§ **課題の目的 1**
大山の水に関する記事で、かぎかっこ「」で囲まれている語句をすべて挙げてください。同じ語句が複数回出てくる場合は一度だけ挙げてください。
§ **課題の目的 2**
大山の水に関する記事にある「大山は景観だけでなく、日本有数の水源としても有名です。」という一文を英語に訳してください。
§ **課題の目的 3**
次の(a)〜(c)が大山の水に関する記事の内容と合致するかどうかを「はい」か「いいえ」で答え、判断の根拠となる記事中の語句をそのまま引用してください。
(a) 大山の標高は1,709mである。
(b) 江府町観光協会のボランティアによるガイドは1時間2000円である。
(c) 江府町は大山の北側に位置している。

§ **本文テキスト**

=-=-=-=-=

標高1,709mを誇る中国地方最高峰の名峰・大山(だいせん)。その美しさから伯耆(ほうき)富士とも呼ばれ、鳥取県のシンボルになっています。訪問日は天気が良く、青々とした自然が美しい大山を見ることができました!

大山は景観だけでなく、日本有数の水源としても有名です。サントリー天然水の採水地にもなっているんですよ。

鳥取西部を旅すると、旅先で出会うみなさん口を揃えて大山の水自慢。「大山の水を使うとご飯が美味しく炊ける」「大山のきれいな水のおかげで海の幸が豊富にとれる」などなど。

地域ものがたるアンバサダーの旅のテーマとなっている「美食地質学」では、”美味しい”という感覚ではなく、”なぜ美味しいのか”その背景に地質学の観点から考えてみることが大切です。

今回はこの大山の水が”おいしい”理由を論理的に追求すべく、「木谷沢渓流」と「サントリー天然水 奥大山ブナの森工場」へ行ってきました。

【江府町】木谷沢渓流ツアー

木谷沢渓流

大山の南側に位置する江府町は「奥大山」と呼ばれるエリア。広大なブナの原生林が広がる「木谷沢渓流」は、大山の水を語る上で欠かせないスポットです。

江府町観光協会のガイドボランティアさんとアンバサダー

今回は、江府町観光協会のボランティアさんにガイドしていただきました!自由散策も出来ますが、1時間1000円で地元の方ならではのディープなガイドが聞けておすすめですよ。

いよいよ渓流ツアースタート!
散策道を進むと…

早速、綺麗な水が流れる渓流が登場!水の中はこんなにも透き通っているんです!

※メンバーの1人がスマホのレンズを水没させながら撮影してくれました!

=-=-=-=-=

§ **データ区分**
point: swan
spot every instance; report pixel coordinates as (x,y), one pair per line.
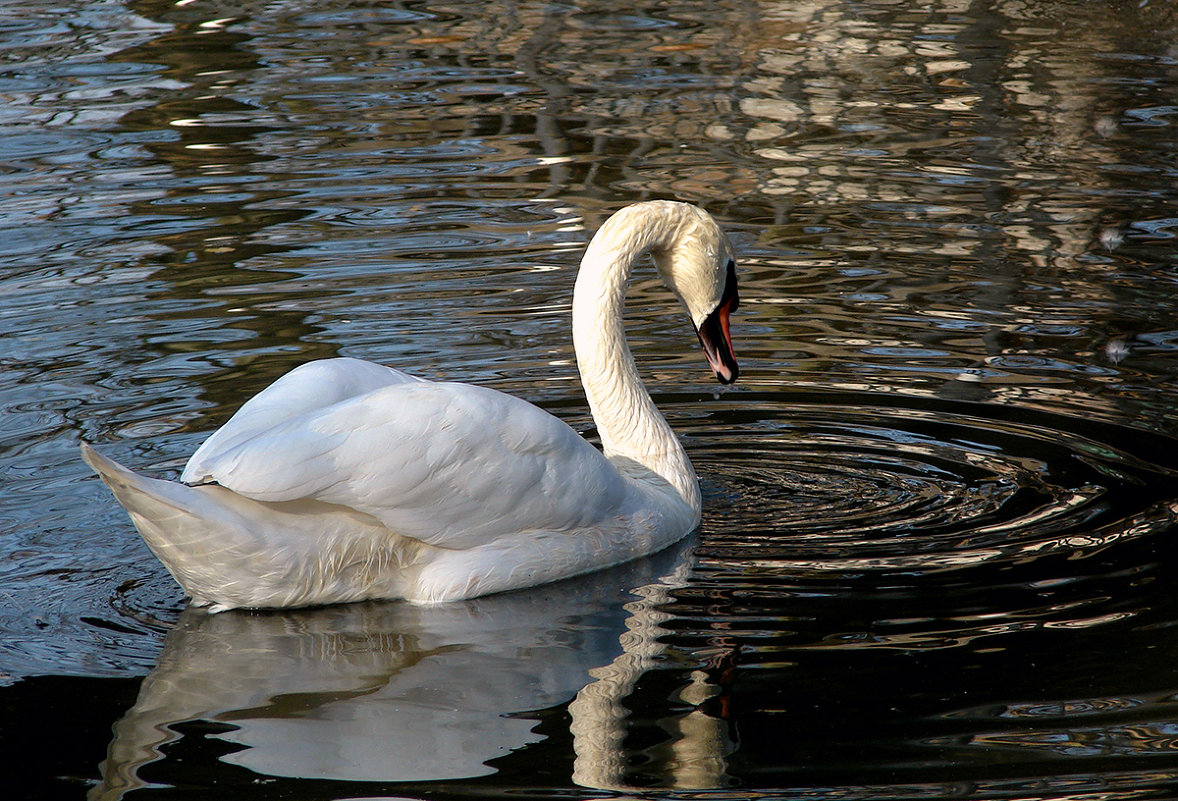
(348,481)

=-=-=-=-=

§ **解答全文 1**
・大山の水を使うとご飯が美味しく炊ける
・大山のきれいな水のおかげで海の幸が豊富にとれる
・美食地質学
・木谷沢渓流
・サントリー天然水 奥大山ブナの森工場
・奥大山

§ **解答全文 2**
Daisen is famous not only for its scenery but also as one of Japan's leading water sources.

§ **解答全文 3**
(a) はい。「標高1,709mを誇る中国地方最高峰の名峰・大山(だいせん)」
(b) いいえ。「1時間1000円で地元の方ならではのディープなガイドが聞けておすすめですよ」
(c) いいえ。「大山の南側に位置する江府町は「奥大山」と呼ばれるエリア」